## Extrait choisi

Quelle parade pourriez-vous trouver pour que les spectateurs et les téléspectateurs parviennent à mieux reconnaitre les coureurs au milieu d’un peloton aussi important ?

Les maillots distinctifs sont quand même suffisamment représentatifs et généralement les équipes adaptent aussi leurs tenues aux exigences et aux caractéristiques du Tour avec la volonté commune de sortir du lot. Notre problématique est plutôt de reconnaitre les coureurs avec les casques et les lunettes. Pourquoi ne pas inscrire leur nom au dos des maillots, leur nom ou leur numéro de dossard sur le casque car on les voit souvent de face.

Depuis quelques années, vous couvrez les étapes dans leur intégralité, est-ce un pari difficile à relever ?

120 heures de direct, avec un dispositif exceptionnel et six voix différentes à intervenir, ça passe très vite en fait. Nous avons beaucoup de contenus additionnels, des interviews du matin, des sujets, la biodiversité, etc. En plus, j’ai la chance d’avoir une relation fusionnelle avec Anthony Forestier, le réalisateur, donc ça facilite pas mal les choses. Si je lui demande en direct d’isoler David Gaudu car on est en train de parler de lui, 20 secondes après, j’ai le plan de Gaudu au coeur du peloton.

« Pourquoi ne pas inscrire le nom des coureurs sur leurs casques ? »

Comment s’organise une journée d’antenne concrètement ?

## Entrées de données conservées
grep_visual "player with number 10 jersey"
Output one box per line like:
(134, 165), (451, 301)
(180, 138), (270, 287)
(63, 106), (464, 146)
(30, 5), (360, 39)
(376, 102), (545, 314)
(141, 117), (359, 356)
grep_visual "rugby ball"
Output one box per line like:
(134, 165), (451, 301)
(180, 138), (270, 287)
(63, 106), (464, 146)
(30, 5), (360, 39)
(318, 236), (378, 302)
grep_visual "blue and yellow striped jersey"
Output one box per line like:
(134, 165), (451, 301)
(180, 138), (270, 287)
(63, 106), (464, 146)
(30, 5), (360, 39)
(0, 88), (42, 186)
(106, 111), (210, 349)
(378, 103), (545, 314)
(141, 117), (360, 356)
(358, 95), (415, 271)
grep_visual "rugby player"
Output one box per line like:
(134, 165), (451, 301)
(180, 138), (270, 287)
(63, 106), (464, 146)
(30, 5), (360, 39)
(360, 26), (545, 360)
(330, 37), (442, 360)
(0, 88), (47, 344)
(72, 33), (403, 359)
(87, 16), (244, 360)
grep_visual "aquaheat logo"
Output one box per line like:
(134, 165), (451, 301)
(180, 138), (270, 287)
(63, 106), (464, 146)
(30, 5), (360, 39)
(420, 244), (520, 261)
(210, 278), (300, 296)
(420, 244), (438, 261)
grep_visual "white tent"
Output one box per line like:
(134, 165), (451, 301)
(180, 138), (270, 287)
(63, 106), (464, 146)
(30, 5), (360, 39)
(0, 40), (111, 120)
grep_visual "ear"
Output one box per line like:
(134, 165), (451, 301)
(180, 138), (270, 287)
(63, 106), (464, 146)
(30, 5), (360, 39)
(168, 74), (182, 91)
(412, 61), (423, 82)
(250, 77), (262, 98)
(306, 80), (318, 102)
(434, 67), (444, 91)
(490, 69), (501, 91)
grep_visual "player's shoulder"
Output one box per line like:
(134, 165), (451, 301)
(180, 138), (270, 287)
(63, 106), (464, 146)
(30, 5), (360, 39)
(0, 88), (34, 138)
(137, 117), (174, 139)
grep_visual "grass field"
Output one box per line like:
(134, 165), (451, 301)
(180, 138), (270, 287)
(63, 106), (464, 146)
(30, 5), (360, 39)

## Série d'exercices
1: Répondez aux questions suivantes sur l'entretien consacré à la couverture du Tour.
(a) Combien d'heures de direct sont mentionnées ?
(b) Quelle fonction occupe Anthony Forestier ?
(c) D'après l'entretien, qu'est-ce qui rend les coureurs difficiles à reconnaître ?
2: Reprenez l'entretien consacré à la couverture du Tour après sa dernière phrase et poursuivez-le.

## Corrigés
1:
(a) 120 heures.
(b) Il est le réalisateur.
(c) Les casques et les lunettes.

2:
Nous avons des plateaux repas… que j’essaie de ne pas trop toucher car mon rôle de meneur de jeu m’oblige à être toujours focus. “Jaja” et Marion alternent… quand l’un parle, l’autre mange, pareil avec Franck. Je joue plus sur les motos à ce moment-là, je lance des sujets ou des pubs. Sans oublier la pause pipi car on fait quand même sept heures de direct non-stop ! Avec Jaja désormais on se comprend de manière instinctive, ce n’est même plus la peine de se parler, un regard suffit.

Deux consultants à vos côtés, n’est-ce pas trop ?

Non, sur le Tour il faut ça. Laurent est plus sur l’analyse, la tactique, le ressenti. Il a déjà fait le Tour, il connait tous les cols et a souvent reconnu les étapes à vélo le matin ou la veille. Marion est plus sur sa connection avec le peloton actuel. Elle partage sa vie avec un cycliste (Julian Alaphilippe, Ndlr), connait tout de son équipe, reconnait tous les coureurs, notamment étrangers, avec son oeil hyper affûté. Elle a toujours de petites infos. Elle est très précieuse et très complémentaire.

Et vous, avez-vous reconnu les étapes à vélo ?

Je l’ai fait en voiture avec Anthony Forestier, mais pas sur toutes car je n’en ai pas le temps.

Quel genre de cycliste êtes-vous ?

J’ai ma petite carrière de cycliste, en courant en cadet 1 et cadet 2 à Pontarlier, où j’ai fait beaucoup de vélo jusqu’à 30 ans. Aujourd’hui, je fais un peu de VTT, mais plus du tout de route.

Comment vous préparez-vous pour le Tour de France ?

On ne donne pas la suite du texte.